What to work on: Retype, without alteration, each line from the line containing "Target: rock. Trace" to the final line of the records.

Excerpt from a dataset
— Begin —

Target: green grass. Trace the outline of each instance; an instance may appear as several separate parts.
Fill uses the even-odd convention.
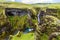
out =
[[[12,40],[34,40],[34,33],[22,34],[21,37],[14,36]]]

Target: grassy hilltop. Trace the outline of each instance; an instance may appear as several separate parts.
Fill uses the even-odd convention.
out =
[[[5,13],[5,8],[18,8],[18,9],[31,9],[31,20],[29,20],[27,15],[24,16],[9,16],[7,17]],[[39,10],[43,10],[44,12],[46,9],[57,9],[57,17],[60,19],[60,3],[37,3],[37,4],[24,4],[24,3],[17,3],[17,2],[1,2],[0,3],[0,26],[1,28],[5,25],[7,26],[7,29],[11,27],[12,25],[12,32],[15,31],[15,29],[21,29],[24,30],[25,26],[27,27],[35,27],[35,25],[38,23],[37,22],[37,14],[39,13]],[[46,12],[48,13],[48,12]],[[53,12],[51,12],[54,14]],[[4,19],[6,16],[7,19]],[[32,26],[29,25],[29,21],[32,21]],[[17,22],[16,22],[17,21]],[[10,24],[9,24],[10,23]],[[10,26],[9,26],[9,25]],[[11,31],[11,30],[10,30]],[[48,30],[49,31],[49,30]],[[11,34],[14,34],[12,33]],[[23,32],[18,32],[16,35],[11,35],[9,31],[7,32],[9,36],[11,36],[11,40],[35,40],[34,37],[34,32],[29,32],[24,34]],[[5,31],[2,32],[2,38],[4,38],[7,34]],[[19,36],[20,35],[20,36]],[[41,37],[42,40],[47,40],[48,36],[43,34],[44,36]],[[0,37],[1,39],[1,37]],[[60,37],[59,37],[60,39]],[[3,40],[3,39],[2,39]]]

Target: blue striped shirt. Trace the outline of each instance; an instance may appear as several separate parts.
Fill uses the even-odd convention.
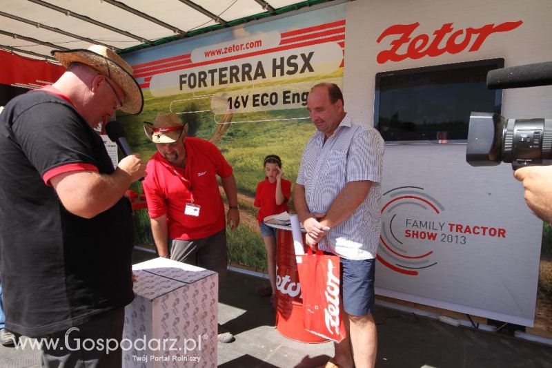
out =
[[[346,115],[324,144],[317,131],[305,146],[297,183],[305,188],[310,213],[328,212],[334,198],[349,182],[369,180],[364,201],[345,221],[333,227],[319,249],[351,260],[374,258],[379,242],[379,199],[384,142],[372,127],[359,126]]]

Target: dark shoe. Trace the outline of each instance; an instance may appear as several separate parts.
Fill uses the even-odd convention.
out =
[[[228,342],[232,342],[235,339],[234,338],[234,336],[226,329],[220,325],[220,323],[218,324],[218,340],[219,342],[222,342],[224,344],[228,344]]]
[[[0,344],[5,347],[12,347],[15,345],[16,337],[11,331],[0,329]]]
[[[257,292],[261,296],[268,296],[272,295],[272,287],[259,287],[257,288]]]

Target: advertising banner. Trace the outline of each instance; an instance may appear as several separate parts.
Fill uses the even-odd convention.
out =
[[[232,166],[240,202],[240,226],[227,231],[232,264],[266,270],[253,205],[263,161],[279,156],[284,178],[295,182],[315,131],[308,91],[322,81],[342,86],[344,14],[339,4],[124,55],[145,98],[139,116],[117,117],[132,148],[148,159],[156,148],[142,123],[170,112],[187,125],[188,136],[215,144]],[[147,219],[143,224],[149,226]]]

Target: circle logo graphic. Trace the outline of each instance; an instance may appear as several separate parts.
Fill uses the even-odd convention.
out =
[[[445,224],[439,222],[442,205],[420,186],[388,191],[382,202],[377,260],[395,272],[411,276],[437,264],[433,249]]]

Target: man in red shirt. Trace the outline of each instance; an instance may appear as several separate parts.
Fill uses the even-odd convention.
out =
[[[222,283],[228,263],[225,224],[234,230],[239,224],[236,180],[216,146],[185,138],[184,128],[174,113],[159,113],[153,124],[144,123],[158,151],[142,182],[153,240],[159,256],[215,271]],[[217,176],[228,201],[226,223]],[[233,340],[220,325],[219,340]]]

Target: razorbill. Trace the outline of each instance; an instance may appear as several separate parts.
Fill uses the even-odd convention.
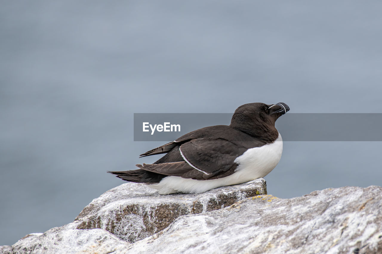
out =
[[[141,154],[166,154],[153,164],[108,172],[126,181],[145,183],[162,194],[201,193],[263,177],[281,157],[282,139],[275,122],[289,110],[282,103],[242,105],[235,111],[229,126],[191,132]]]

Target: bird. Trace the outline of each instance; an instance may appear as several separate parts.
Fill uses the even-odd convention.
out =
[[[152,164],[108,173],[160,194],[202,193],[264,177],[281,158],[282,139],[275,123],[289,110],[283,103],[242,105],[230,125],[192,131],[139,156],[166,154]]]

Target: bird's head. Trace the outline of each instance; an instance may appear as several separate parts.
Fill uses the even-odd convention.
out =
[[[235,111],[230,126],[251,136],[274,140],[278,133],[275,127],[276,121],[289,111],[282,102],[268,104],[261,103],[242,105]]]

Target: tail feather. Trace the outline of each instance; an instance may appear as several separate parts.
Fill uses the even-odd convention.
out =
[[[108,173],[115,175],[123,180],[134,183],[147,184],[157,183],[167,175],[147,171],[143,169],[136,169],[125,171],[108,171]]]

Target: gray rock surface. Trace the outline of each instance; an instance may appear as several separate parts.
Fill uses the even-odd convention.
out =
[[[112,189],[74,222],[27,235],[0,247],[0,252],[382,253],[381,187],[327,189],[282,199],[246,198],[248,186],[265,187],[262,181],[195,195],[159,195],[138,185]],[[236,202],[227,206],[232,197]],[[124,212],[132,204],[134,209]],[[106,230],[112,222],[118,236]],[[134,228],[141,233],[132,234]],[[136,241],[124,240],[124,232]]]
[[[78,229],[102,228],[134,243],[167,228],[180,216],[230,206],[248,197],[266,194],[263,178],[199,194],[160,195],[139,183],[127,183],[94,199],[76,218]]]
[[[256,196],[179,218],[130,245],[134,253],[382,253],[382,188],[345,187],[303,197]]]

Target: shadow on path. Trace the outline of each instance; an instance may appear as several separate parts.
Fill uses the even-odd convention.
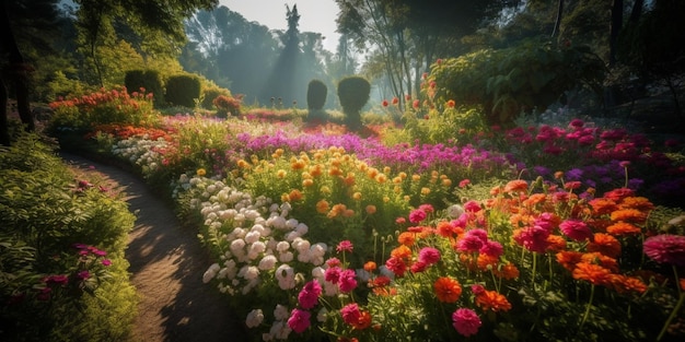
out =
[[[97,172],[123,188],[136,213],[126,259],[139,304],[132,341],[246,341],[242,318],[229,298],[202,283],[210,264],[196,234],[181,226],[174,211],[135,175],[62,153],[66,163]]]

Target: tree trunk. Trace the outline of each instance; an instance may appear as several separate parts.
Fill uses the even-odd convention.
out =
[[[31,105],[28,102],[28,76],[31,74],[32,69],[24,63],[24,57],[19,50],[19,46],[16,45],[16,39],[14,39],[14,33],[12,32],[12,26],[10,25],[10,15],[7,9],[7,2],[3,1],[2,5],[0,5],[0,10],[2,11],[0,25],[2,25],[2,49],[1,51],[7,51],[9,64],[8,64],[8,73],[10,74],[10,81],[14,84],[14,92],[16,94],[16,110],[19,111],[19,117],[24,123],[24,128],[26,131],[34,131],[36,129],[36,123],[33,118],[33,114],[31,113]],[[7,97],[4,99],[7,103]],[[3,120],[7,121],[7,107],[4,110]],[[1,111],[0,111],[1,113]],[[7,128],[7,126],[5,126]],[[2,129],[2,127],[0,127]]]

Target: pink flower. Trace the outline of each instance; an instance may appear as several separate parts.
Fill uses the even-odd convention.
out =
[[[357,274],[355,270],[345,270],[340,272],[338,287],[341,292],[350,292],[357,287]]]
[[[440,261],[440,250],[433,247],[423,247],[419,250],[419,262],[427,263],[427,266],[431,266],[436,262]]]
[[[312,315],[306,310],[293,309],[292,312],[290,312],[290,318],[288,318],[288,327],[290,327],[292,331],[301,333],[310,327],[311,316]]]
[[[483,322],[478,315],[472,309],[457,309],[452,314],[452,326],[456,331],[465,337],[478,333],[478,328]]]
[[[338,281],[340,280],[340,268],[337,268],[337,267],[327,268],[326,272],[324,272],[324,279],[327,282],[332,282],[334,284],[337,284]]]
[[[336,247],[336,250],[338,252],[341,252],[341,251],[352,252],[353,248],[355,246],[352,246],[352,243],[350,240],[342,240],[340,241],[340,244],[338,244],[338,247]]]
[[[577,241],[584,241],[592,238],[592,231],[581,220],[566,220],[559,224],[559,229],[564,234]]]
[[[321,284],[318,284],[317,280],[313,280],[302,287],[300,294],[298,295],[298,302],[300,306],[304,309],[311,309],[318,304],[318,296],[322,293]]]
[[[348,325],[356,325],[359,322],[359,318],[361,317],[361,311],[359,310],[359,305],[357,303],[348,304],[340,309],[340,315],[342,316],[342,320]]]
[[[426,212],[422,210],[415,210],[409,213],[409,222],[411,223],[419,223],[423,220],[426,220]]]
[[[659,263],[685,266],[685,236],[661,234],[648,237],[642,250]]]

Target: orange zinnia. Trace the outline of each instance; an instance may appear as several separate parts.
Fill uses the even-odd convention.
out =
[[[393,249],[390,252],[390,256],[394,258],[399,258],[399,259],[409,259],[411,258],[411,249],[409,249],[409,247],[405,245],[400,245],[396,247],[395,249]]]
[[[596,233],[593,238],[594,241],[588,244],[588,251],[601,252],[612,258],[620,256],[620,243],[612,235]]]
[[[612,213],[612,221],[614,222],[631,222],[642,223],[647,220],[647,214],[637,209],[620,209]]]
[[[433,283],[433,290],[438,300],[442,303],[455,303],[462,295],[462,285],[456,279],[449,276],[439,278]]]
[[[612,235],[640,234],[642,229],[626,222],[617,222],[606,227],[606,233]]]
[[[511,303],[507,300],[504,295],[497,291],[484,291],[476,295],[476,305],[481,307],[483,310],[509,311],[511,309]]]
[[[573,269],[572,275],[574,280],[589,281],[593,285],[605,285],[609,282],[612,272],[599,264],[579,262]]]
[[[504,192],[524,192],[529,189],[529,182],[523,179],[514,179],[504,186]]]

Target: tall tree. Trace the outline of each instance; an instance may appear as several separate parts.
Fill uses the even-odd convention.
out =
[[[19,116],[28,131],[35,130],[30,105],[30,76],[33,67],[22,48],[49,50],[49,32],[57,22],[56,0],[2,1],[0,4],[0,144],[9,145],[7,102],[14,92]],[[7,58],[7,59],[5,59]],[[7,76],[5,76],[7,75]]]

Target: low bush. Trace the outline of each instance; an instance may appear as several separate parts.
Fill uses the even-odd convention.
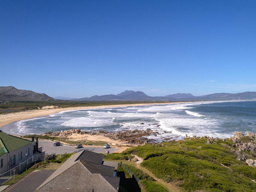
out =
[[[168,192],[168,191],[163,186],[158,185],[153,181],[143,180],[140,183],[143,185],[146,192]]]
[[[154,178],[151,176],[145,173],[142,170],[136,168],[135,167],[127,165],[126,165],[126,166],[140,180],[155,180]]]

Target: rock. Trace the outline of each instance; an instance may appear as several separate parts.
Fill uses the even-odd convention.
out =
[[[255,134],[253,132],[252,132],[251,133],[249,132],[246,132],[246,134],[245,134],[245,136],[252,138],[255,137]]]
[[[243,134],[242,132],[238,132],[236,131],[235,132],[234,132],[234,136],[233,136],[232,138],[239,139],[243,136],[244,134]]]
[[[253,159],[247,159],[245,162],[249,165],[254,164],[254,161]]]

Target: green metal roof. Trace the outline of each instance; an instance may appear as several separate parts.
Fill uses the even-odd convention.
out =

— End —

Output for this exercise:
Target: rock. Trace the outline of each instance; an instance may appear as several separate parts.
Fill uses the even-odd convention.
out =
[[[255,134],[253,132],[252,132],[251,133],[249,132],[246,132],[246,134],[245,134],[245,136],[252,138],[255,137]]]
[[[243,134],[242,132],[238,132],[236,131],[235,132],[234,132],[234,136],[233,136],[232,138],[239,139],[243,136],[244,134]]]
[[[253,159],[247,159],[245,162],[249,165],[254,164],[254,161]]]

Target: green metal roof. Trace the outline of each instance; an instance may appear as several separate parts.
Fill uses the even-odd convention.
out =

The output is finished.